PASSAGE –
## BEGIN

This does not require you to write any code. (Well a bit, depending on the way you see it). This requires only configuration.

How to configure?

There are many ways to configure this. By using the class methods one by one, by just loading a JSON file that contains all the configuration or command line arguments.

When you are using the prebuild .exe file, you have to use a JSON file or command line arguments. Writing the settings JSON file by hand can be a bit tricky, so I recommend using the command line arguments.

Using a JSON file

When the program is started, it will print the configuration options currently applied as a JSON string. This can be used to save the configuration for later use.

This Text can be stored in a .json file.

Later you can load this file with the --config_file argument.

## END

REQUESTS –
1. Render this sentence from the configuration text in Spanish: "Writing the settings JSON file by hand can be a bit tricky, so I recommend using the command line arguments."
2. Answer these from the configuration text:
(a) What two ways of configuring are available when using the "prebuild .exe file"?
(b) What does the program print when it is started?
(c) Which argument loads a saved .json file?
3. Please carry on the configuration text from the point where it stops.
The records have nothing to do with the configuration text.

MATERIAL SHOWN –
## BEGIN

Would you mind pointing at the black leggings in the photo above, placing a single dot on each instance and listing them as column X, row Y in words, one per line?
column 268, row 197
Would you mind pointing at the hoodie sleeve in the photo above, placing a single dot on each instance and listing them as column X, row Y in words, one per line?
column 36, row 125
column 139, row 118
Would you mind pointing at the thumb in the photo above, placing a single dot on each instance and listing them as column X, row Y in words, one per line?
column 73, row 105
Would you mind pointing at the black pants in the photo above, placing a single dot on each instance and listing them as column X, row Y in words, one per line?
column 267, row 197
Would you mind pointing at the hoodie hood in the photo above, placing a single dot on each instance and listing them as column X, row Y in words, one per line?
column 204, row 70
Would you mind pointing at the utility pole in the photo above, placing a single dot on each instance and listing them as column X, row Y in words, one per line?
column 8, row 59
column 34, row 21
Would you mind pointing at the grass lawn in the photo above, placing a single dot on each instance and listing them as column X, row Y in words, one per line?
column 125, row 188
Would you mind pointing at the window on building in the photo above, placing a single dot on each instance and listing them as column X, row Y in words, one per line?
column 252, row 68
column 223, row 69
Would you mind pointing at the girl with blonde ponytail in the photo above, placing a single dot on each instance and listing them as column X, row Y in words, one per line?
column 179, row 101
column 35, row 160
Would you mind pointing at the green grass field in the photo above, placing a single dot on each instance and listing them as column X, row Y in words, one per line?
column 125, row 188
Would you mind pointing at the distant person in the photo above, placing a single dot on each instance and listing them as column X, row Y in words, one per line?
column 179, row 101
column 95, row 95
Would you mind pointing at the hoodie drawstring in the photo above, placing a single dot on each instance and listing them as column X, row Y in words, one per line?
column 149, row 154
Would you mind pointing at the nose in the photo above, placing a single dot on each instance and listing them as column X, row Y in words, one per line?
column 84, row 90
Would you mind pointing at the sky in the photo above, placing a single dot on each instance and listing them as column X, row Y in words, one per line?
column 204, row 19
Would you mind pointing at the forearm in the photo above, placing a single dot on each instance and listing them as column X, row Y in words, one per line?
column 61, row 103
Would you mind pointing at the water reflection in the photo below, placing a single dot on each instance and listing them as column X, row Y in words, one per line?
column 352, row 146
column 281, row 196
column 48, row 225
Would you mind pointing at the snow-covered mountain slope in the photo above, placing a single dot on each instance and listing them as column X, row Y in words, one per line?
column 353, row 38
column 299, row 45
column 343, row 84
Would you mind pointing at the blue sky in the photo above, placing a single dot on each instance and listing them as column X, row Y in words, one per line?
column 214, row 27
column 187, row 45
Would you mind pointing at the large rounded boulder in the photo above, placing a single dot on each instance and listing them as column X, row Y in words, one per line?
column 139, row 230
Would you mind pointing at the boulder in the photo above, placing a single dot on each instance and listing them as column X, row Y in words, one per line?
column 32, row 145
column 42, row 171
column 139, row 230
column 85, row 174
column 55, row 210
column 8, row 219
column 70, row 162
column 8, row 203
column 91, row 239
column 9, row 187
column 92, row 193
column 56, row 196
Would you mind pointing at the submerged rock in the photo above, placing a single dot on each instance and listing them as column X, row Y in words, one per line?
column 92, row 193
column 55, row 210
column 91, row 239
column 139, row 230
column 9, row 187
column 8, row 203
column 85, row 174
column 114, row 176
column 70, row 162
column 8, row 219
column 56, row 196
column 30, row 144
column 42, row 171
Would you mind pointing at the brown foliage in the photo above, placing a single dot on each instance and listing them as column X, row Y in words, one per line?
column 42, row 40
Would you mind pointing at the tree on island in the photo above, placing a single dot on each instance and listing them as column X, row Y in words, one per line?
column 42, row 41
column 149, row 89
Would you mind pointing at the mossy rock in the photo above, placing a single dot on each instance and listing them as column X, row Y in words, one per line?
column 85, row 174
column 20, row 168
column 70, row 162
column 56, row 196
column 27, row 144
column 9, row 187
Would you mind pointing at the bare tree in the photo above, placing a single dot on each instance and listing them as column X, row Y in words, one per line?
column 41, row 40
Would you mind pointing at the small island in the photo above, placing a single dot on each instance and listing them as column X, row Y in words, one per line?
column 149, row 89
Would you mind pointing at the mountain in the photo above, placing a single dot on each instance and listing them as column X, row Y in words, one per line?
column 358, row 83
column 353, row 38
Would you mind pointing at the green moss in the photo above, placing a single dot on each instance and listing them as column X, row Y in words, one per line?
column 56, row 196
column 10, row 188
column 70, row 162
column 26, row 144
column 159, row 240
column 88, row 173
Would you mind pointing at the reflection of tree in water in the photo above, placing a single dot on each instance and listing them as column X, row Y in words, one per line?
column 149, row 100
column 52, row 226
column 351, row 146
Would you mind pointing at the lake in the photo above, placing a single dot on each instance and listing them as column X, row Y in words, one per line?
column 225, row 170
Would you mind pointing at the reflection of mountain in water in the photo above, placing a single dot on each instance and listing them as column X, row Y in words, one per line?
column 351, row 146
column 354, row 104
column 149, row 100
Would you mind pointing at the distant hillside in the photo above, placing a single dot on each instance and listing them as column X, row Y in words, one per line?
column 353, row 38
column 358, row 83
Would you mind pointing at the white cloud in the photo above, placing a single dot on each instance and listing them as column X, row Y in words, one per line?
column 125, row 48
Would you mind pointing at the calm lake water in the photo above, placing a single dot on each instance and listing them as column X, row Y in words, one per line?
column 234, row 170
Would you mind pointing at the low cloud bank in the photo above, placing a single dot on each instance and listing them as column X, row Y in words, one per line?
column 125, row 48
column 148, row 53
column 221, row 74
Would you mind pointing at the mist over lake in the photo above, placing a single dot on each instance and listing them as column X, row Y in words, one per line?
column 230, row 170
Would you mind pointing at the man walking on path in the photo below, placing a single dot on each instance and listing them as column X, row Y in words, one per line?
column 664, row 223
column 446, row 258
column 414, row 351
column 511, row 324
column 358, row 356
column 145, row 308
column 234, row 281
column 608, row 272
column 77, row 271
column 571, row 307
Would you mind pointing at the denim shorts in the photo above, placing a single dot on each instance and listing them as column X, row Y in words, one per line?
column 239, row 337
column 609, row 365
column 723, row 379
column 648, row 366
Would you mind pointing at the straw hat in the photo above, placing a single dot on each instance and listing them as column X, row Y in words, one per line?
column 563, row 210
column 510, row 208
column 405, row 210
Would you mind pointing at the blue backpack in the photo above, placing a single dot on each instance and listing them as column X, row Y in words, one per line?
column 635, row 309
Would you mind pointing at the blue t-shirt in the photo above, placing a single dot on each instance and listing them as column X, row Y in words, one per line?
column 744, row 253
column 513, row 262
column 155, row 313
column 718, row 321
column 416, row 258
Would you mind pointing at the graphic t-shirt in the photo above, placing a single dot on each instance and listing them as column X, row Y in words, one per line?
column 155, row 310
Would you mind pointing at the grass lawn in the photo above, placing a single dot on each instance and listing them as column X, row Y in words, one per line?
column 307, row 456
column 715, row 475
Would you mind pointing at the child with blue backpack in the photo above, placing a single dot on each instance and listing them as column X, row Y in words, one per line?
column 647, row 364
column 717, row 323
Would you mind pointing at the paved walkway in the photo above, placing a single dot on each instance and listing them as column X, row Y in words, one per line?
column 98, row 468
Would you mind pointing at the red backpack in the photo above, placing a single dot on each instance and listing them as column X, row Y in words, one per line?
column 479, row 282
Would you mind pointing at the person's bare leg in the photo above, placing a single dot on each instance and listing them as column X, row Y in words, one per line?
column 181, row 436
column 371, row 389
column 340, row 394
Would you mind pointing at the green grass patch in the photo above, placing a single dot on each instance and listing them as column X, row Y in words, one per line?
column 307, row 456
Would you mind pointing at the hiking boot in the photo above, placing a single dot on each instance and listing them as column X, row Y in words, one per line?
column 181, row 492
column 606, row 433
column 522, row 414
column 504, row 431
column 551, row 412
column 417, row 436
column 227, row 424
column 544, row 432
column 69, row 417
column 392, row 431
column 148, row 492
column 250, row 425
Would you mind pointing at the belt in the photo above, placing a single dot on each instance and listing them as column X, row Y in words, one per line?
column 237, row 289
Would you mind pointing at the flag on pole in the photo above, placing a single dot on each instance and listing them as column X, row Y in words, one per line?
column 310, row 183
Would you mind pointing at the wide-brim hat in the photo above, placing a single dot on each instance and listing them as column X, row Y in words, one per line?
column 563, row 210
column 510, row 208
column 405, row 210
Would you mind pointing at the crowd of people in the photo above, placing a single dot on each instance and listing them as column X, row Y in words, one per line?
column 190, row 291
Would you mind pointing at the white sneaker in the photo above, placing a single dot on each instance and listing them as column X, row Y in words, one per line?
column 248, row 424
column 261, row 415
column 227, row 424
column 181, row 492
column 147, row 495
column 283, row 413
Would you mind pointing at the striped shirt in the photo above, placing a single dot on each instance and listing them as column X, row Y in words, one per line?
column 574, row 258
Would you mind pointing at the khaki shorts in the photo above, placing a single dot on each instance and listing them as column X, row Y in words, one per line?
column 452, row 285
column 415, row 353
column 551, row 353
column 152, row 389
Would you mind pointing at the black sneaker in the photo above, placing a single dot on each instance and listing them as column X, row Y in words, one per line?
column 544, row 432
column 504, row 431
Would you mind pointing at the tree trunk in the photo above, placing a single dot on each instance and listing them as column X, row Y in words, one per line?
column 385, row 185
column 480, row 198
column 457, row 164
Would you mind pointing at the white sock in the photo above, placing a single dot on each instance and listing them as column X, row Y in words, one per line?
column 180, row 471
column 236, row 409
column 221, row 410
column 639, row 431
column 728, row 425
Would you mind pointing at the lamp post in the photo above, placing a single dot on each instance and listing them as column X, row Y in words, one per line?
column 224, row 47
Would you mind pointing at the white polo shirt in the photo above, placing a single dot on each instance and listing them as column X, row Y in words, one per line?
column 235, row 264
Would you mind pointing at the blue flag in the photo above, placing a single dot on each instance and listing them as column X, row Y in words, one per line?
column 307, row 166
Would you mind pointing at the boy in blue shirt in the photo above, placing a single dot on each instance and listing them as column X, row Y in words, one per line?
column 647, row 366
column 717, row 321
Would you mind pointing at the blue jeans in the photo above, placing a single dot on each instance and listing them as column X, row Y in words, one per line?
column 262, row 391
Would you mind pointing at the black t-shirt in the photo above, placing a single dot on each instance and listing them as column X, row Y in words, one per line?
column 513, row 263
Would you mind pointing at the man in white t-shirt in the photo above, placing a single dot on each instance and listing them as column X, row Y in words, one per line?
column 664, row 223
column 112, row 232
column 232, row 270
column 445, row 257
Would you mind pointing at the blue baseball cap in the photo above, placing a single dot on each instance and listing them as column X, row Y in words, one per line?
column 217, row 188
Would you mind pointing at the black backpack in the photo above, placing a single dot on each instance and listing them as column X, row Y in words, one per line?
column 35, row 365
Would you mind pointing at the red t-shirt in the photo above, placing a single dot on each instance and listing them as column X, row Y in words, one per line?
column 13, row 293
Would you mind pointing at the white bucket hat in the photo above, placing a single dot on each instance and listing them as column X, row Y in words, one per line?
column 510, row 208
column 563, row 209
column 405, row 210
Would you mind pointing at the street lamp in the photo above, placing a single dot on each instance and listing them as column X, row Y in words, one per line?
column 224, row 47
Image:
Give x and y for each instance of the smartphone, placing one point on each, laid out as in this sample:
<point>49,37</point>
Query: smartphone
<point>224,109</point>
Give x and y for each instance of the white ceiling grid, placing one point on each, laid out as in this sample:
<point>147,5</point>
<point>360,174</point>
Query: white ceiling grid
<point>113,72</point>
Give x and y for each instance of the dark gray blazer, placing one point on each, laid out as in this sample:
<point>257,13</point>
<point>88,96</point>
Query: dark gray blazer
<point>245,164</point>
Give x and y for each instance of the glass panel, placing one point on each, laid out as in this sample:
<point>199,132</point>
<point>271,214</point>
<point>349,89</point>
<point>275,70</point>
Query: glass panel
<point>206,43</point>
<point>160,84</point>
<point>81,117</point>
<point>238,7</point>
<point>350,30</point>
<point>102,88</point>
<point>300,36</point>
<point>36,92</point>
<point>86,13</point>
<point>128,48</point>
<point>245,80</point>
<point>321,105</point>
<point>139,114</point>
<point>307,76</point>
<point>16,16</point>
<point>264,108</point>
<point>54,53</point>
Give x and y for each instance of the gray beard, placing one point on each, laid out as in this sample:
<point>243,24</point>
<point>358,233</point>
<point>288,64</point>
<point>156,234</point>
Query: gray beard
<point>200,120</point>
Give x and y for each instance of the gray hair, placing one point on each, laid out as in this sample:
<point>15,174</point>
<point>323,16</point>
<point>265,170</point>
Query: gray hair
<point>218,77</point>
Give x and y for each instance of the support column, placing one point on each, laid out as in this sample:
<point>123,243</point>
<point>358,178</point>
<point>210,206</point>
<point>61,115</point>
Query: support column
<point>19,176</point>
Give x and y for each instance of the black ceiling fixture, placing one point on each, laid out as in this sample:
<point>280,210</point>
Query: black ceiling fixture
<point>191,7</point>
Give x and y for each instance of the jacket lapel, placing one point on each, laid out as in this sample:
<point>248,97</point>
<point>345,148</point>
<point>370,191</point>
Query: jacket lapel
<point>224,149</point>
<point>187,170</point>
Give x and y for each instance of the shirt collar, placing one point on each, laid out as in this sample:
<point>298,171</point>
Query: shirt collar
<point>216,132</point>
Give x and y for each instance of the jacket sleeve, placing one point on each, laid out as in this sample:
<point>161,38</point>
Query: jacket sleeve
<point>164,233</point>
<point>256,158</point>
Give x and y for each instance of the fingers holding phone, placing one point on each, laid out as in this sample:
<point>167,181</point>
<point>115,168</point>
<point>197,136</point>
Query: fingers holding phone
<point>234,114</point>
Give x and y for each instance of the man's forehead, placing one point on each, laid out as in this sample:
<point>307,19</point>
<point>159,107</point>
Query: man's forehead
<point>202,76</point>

## END

OUTPUTS IN ORDER –
1. Escribir a mano el archivo JSON de configuración puede ser un poco complicado, así que recomiendo usar los argumentos de línea de comandos.

2.
(a) A JSON file or command line arguments.
(b) The configuration options currently applied, as a JSON string.
(c) The --config_file argument.

3.
Start the program with the following command:

scraper_no_ai.exe --config_file "path/to/your/config.json"

A configuration file might look like

{
	"base_url": "https://www.surgicalholdings.co.uk/browse-products.html",
	"base_url_paging_prefix": "?p=",
	"base_url_paging_suffix": "",
	"pages_required": true,
	"page_start": 1,
	"page_step": 1,
	"page_end": 1000,
	"recursive_navigation": [
		{
			"css_selector": "ul>li>a",
			"base_url_in_case_links_are_relative": "https://www.surgicalholdings.co.uk"
		}
	],
	"product_element_css_selector": "div.m-product-item",
	"product_site_needed": true,
	"product_site_link_css_selector": "a.link",
	"product_site_link_prefix": "https://www.surgicalholdings.co.uk",
	"data_extraction": [
		{
			"column_name": "Name",
			"css_selector": ".product-name"
		},
		{
			"column_name": "ID",
			"css_selector": ".product-id"
		}
	],
	"verbose_output": false,
	"custom_http_headers": {
		"User-Agent": "Mozilla/5.0 (iPad; CPU OS 12_2 like Mac OS X) AppleWebKit/605.1.15 (KHTML, like Gecko) Mobile/15E148"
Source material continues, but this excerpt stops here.